*Task prompt:*
Which lines in the items below contain the string "target"? Show each of those lines in full.

*Material:*
====
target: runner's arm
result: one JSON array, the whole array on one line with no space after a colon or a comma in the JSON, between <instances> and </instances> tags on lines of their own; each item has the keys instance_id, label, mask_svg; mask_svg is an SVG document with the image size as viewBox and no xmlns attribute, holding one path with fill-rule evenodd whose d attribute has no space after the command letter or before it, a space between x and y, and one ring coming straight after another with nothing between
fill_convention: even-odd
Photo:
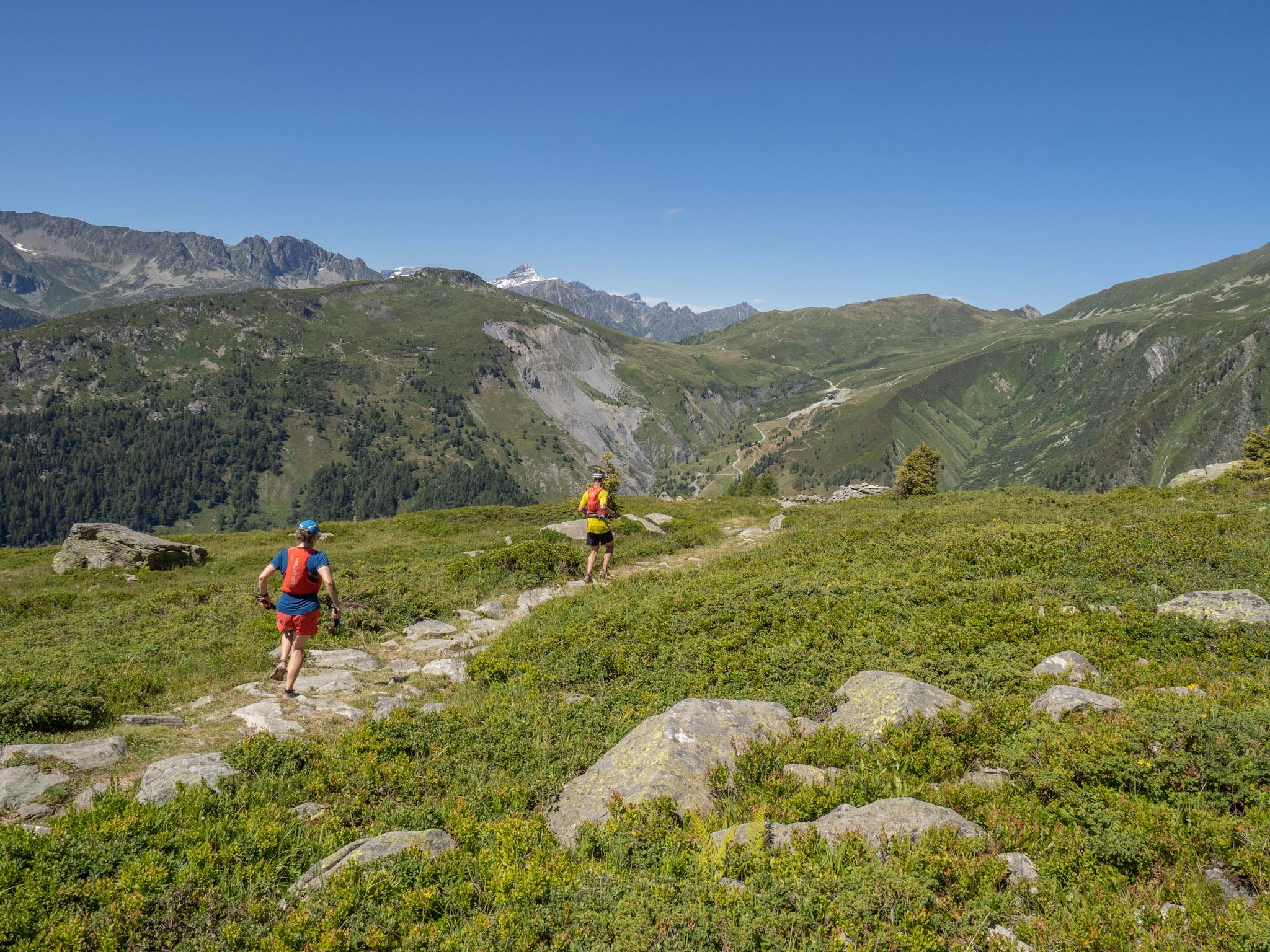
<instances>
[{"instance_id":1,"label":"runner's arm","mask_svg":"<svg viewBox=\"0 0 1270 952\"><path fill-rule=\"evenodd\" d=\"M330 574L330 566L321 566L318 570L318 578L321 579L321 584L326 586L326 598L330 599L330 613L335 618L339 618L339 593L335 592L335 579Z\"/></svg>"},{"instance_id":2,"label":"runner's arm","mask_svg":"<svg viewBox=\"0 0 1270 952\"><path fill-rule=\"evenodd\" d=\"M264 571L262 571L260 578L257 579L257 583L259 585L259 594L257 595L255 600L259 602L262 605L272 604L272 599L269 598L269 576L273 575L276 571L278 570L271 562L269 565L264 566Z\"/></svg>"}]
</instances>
====
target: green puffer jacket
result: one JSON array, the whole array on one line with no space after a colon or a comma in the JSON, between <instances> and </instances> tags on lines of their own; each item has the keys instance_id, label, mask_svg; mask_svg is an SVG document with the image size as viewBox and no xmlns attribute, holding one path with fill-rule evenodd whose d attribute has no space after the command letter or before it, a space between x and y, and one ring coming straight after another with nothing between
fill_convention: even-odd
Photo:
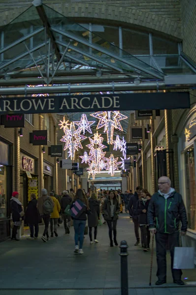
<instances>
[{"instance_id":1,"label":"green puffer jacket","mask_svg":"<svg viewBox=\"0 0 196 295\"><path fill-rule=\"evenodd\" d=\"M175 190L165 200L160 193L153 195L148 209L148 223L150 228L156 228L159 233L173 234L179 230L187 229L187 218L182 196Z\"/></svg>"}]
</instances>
====
*Solved exercise:*
target: runner's arm
target: green puffer jacket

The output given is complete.